● **Objective 1**
Copy out the excerpt on amending the agreement and conforming to the Plan in full, word for word.

● **Source passage**
SECTION 5.10 - AMENDMENTS. This Agreement and the Plan may be amended
without the consent of the Optionee provided that such amendment would not
impair any rights of the Optionee under this Agreement. No amendment of
this Agreement shall, without the consent of the Optionee, impair any
rights of the Optionee under this Agreement.
SECTION 5.11 - CONFORMITY WITH PLAN. Employee's option is intended to
conform in all respects with the Plan, a copy of which is attached hereto.
Inconsistencies between this Grant Agreement and the Plan shall be resolved
in accordance with the terms of the Plan. All definitions stated in the
Plan shall be fully applicable to this Grant Agreement.

● **Objective 2**
Revise the records starting at the line that contains "9. In the image shown above, what region does the downspout" and ending at the line that contains "[0,36,66,80]" by changing "red brick wall" to "brick facade" and leaving everything else unchanged. Return only those lines.

● **Given entries**

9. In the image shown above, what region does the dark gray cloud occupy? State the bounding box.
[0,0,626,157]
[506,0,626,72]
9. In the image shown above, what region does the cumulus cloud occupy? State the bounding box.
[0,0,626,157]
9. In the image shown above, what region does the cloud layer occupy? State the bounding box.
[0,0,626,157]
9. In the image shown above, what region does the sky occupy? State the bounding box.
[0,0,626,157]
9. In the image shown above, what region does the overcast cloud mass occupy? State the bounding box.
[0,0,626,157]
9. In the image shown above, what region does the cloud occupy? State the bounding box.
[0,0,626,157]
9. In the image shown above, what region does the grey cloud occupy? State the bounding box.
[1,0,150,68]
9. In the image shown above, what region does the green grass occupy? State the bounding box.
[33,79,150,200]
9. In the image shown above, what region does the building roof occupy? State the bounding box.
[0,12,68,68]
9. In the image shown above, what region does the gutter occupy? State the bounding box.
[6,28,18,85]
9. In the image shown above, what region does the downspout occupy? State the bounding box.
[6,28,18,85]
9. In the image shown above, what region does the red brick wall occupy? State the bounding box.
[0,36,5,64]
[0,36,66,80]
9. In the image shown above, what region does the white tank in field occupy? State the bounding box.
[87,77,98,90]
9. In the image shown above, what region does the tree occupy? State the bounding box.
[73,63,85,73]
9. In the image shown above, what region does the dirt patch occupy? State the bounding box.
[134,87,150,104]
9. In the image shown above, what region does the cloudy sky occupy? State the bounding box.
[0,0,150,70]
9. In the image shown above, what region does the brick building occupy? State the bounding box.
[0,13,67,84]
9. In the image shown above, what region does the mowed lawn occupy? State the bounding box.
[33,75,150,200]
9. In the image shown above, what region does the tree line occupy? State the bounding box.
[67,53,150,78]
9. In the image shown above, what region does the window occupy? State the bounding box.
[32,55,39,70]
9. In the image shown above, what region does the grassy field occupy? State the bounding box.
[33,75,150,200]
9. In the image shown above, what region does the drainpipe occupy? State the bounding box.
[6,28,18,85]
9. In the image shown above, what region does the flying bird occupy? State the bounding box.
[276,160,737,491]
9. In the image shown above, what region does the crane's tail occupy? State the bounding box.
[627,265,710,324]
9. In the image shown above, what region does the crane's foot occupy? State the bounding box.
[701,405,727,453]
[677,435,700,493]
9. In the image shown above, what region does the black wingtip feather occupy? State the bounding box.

● **Task response 1**
SECTION 5.10 - AMENDMENTS. This Agreement and the Plan may be amended
without the consent of the Optionee provided that such amendment would not
impair any rights of the Optionee under this Agreement. No amendment of
this Agreement shall, without the consent of the Optionee, impair any
rights of the Optionee under this Agreement.
SECTION 5.11 - CONFORMITY WITH PLAN. Employee's option is intended to
conform in all respects with the Plan, a copy of which is attached hereto.
Inconsistencies between this Grant Agreement and the Plan shall be resolved
in accordance with the terms of the Plan. All definitions stated in the
Plan shall be fully applicable to this Grant Agreement.

● **Task response 2**
9. In the image shown above, what region does the downspout occupy? State the bounding box.
[6,28,18,85]
9. In the image shown above, what region does the brick facade occupy? State the bounding box.
[0,36,5,64]
[0,36,66,80]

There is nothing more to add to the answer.